* **WORK TO BE COMPLETED**
Update the material from its start through the line containing "0,292 -> 1205,839" by swapping "observe" for "examine" and changing nothing else, and give back only those lines.

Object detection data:
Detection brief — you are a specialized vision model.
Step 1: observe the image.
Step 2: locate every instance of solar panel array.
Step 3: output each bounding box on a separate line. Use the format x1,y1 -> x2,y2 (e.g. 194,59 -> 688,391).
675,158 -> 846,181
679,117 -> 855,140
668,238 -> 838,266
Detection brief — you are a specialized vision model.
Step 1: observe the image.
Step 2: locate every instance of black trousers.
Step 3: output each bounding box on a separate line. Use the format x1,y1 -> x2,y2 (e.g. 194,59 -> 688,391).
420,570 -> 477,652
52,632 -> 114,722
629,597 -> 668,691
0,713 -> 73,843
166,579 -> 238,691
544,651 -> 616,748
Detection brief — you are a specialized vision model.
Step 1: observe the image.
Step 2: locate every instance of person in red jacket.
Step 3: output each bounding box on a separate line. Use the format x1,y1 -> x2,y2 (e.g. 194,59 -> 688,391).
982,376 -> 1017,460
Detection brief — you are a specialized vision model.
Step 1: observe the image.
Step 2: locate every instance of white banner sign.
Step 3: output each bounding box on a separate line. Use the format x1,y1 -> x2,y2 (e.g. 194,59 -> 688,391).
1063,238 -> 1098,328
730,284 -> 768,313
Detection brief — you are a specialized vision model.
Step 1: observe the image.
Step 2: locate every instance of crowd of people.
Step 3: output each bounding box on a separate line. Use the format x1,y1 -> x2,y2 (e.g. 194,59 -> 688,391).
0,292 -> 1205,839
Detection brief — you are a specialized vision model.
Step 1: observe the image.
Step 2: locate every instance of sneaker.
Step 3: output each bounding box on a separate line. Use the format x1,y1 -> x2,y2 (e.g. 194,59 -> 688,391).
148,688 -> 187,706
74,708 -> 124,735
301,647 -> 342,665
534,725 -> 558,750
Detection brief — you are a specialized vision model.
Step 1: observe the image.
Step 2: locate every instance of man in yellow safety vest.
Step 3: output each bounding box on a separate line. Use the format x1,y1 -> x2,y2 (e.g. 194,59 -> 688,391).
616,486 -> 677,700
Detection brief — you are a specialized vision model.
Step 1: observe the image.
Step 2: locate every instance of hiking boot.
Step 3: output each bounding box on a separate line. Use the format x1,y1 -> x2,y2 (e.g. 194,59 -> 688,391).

* **TASK RESULT**
Detection brief — you are a specialized vision model.
Step 1: examine the image.
Step 2: locate every instance of solar panel array.
Step 3: output each bounding box on a separate line. Use the format x1,y1 -> x2,y2 (e.g. 194,59 -> 688,391).
675,158 -> 846,181
679,117 -> 855,140
668,238 -> 838,266
Detection brief — you are a specialized vision model.
Step 1: examine the image.
Step 2: locate every instance of black trousers.
Step 3: output each bounding box on a separate line. Use the format x1,y1 -> x2,y2 (e.g. 194,59 -> 688,391).
420,570 -> 477,652
52,632 -> 114,722
629,597 -> 668,691
0,713 -> 73,843
166,579 -> 238,691
544,651 -> 616,748
Detection brief — you are a specialized vision model.
Step 1: examine the image.
Step 2: locate every instance of person in red jacket.
Step 3: output each bounding box on a separate line. Use the format x1,y1 -> x2,y2 (e.g. 194,59 -> 688,391).
982,376 -> 1017,460
Detection brief — you are a specialized vision model.
Step 1: examine the image.
Step 2: locate every instance of white banner sign.
Step 3: output each bounding box on a separate line. Use the format x1,y1 -> x2,y2 (e.g. 194,59 -> 688,391).
1063,238 -> 1098,328
730,284 -> 768,313
Detection brief — you are a specialized vision model.
Step 1: examine the image.
Step 2: locate every instance of crowd of people.
Step 3: output each bounding box on a separate line. Use the format x1,y1 -> x2,y2 (e.g. 194,59 -> 688,391).
0,292 -> 1205,839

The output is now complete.